▶ OPDRACHT 1
Welke anticonceptiva gaan volgens de tekst over anticonceptie en trombo-embolie samen met de minste kans op veneuze trombo-embolie?
▶ OPDRACHT 2
Zet de tekst over anticonceptie en trombo-embolie voort na de laatste zin.

Het gebruik van een gecombineerd hormonaal anticonceptivum vermeerdert de kans op het ontstaan van veneuze trombo-embolie. Anticonceptiva die levonorgestrel, norgestimaat of norethisteron bevatten zijn geassocieerd met de minste kans. De meeste kans bestaat in het eerste jaar van het gebruik en mogelijk vermeerdert de kans nadat het gebruik gedurende vier weken of langer is onderbroken. Bij aanwezigheid van één of meerdere risicofactoren voor veneuze trombo-embolie, het gebruik afwegen. Bij verdenking op een erfelijke predispositie, de vrouw doorverwijzen voor verder onderzoek. Risicofactoren zijn een toenemende leeftijd (> 35 j.), positieve familie-anamnese (veneuze trombo-embolie op lage leeftijd bij een eerstegraads familielid), immobilisatie, een operatieve ingreep (m.n. operatie van de benen of neurochirurgie), grote traumata, een recente bevalling of miskraam in het tweede trimester, obesitas (BMI > 30 kg/m²) en mogelijk oppervlakkige flebitis en varicosis.

▶ GEGEVENSBLOK
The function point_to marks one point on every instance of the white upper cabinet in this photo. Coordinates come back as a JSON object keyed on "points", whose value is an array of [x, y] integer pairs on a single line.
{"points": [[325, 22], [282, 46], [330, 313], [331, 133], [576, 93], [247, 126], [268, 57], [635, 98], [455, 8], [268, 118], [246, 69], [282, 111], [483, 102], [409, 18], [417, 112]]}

▶ ANTWOORD 1
Anticonceptiva die levonorgestrel, norgestimaat of norethisteron bevatten.

▶ ANTWOORD 2
Het gebruik van een gecombineerd hormonaal anticonceptivum wordt in verband gebracht met meer kans op het ontstaan van arteriële complicaties (myocardinfarct of beroerte). Bij aanwezigheid van één of meerdere risicofactoren voor arteriële trombo-embolie, het gebruik afwegen. Bij verdenking op een erfelijke predispositie de vrouw doorverwijzen voor verder onderzoek. Risicofactoren zijn een toenemende leeftijd, roken (m.n. bij vrouwen > 35 j.), obesitas (BMI > 30 kg/m²), hypertensie, migraine en positieve familie-anamnese (arteriële trombo-embolie op lage leeftijd bij een eerstegraads familielid). Wees voorzichtig bij andere aandoeningen waarbij vaatstoornissen kunnen optreden zoals kanker, diabetes mellitus, hartklepziekte en atriumfibrilleren, dyslipoproteïnemie, gegeneraliseerde lupus erythematodes, hemolytisch uremisch syndroom, chronische inflammatoire darmziekte en sikkelcelanemie.

In epidemiologisch onderzoek is toename van de kans op borstkanker gerapporteerd, alsmede van optreden van cervixcarcinoom bij langerdurend gebruik. Deze toegenomen kans verdwijnt binnen 10 jaar na staken van de inname. Bij hevige pijn in de bovenbuik, leververgroting of symptomen van een abdominale bloeding de mogelijkheid van een levertumor in de diagnosestelling betrekken.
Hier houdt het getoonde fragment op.